_What you need to do_:
A - According to the passage on can timestamps, what header does the can subsystem use to communicate with user space?
B - Rewrite everything in the passage on can timestamps from "2015-09-30 Thread Arnd" down to "(other than x32).", substituting "time values" for "timestamps".
C - Carry the passage on can timestamps forward from its final sentence.

_Passage shown_:
------------------------------

2015-09-30 Thread Arnd Bergmann

The can subsystem communicates with user space using a bcm_msg_head
header, which contains two timestamps. This is problematic for
multiple reasons:

a) The structure layout is currently incompatible between 64-bit
   user space and 32-bit user space, and cannot work in compat
   mode (other than x32).

b) The timeval structure layout will change in 32-bit user
   space when we fix the y2038 overflow problem by redefining
   time_t to 64-bit, making new 32-bit user space incompatible
   with the current kernel interface.
   Cars last a long time and often use old kernels, so the actual
   users of this code are the most likely ones to migrate to y2038
   safe user space.

This tries to work around part of the problem by changing the
publicly visible user interface in the header, but not the binary
interface. Fortunately, the values passed around in the structure
are relative times and do not actually suffer from the y2038
overflow, so 32-bit is enough here.

We replace the use of 'struct timeval' with a newly defined
'struct bcm_timeval' that uses the exact same binary layout
as before and that still suffers from problem a) but not problem
b).

The downside of this approach is that any user space program
that currently assigns a timeval structure to these members
rather than writing the tv_sec/tv_usec portions individually
will suffer a compile-time error when built with an updated
kernel header. Fixing this error makes it work fine with old
and new headers though.

------------------------------

_Dataset rows_:

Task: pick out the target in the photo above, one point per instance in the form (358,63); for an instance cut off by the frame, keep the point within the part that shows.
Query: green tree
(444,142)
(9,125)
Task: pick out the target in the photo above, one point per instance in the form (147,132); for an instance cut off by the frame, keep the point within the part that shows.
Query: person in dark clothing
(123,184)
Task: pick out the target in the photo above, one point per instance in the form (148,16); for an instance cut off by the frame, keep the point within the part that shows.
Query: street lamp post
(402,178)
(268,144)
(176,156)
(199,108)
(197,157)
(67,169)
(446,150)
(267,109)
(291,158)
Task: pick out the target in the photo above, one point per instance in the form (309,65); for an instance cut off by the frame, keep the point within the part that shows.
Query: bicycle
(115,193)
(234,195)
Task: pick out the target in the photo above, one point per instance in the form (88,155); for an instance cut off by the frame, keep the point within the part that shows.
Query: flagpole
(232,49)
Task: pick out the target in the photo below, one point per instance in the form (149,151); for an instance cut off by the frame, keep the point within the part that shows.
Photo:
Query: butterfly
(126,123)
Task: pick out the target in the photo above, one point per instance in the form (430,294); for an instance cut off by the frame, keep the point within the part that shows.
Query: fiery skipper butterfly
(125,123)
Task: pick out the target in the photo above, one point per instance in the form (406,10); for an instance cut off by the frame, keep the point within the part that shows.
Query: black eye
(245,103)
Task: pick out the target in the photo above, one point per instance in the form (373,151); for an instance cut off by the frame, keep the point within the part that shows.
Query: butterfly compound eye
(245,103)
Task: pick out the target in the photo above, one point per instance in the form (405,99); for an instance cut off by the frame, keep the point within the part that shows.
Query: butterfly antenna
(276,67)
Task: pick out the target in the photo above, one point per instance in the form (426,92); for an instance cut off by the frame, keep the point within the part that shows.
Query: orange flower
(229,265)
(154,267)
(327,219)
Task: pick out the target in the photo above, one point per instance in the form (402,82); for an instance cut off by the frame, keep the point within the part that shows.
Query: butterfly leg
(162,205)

------------------------------

_Answer set_:
A - A bcm_msg_head header, which contains two timestamps.

B -
2015-09-30 Thread Arnd Bergmann

The can subsystem communicates with user space using a bcm_msg_head
header, which contains two time values. This is problematic for
multiple reasons:

a) The structure layout is currently incompatible between 64-bit
   user space and 32-bit user space, and cannot work in compat
   mode (other than x32).

C -
We could address problem a) by using '__u32' or 'int' members
rather than 'long', but that would have a more significant
downside in also breaking support for all existing 64-bit user
binaries that might be using this interface, which is likely
not acceptable.

Signed-off-by: Arnd Bergmann 
Cc: Oliver Hartkopp 
Cc: Marc Kleine-Budde 
Cc: linux-...@vger.kernel.org
Cc: linux-...@vger.kernel.org
---
 include/uapi/linux/can/bcm.h |  7 ++-
 net/can/bcm.c| 15 ++-
 2 files changed, 16 insertions(+), 6 deletions(-)

diff --git a/include/uapi/linux/can/bcm.h b/include/uapi/linux/can/bcm.h
index 89ddb9dc9bdf..7a291dc1ff15 100644
--- a/include/uapi/linux/can/bcm.h
+++ b/include/uapi/linux/can/bcm.h
@@ -47,6 +47,11 @@
 #include 
 #include 
 
+struct bcm_timeval {
+   long tv_sec;
+   long tv_usec;
+};
+
 /**
  * struct bcm_msg_head - head of messages to/from the broadcast manager
  * @opcode:opcode, see enum below.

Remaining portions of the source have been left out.